> [EXERCISE DETAILS] When a line in the material beneath includes the word "mountain", add it to the count, and report the count alone.

> [GIVEN ENTRIES]

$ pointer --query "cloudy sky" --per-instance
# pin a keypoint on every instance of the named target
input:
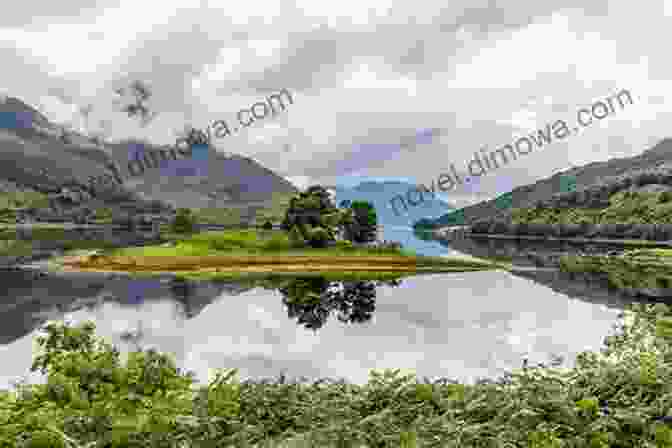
(364, 76)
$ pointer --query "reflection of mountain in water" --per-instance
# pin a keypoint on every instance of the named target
(539, 261)
(313, 299)
(33, 297)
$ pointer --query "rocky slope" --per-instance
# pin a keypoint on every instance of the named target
(42, 158)
(595, 183)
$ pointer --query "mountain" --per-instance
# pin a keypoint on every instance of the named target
(41, 157)
(657, 158)
(379, 194)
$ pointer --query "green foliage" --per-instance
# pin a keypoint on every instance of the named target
(612, 398)
(625, 207)
(319, 237)
(183, 222)
(362, 227)
(308, 211)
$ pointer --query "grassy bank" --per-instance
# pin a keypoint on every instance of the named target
(253, 252)
(619, 397)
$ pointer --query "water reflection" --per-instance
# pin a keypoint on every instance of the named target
(313, 299)
(264, 327)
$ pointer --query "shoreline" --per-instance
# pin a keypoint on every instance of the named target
(441, 234)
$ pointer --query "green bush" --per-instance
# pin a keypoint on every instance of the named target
(278, 242)
(184, 221)
(617, 397)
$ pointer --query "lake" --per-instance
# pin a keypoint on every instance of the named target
(459, 325)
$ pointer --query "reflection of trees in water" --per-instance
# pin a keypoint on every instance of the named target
(313, 299)
(183, 292)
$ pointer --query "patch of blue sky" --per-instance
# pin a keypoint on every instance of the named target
(16, 120)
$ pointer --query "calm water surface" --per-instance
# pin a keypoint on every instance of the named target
(462, 326)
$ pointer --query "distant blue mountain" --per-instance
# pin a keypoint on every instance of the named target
(381, 193)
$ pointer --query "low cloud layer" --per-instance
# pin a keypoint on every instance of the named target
(363, 77)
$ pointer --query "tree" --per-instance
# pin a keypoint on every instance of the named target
(184, 221)
(308, 211)
(364, 227)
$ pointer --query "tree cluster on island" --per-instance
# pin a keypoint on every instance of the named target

> [COMPLETED EXERCISE] 3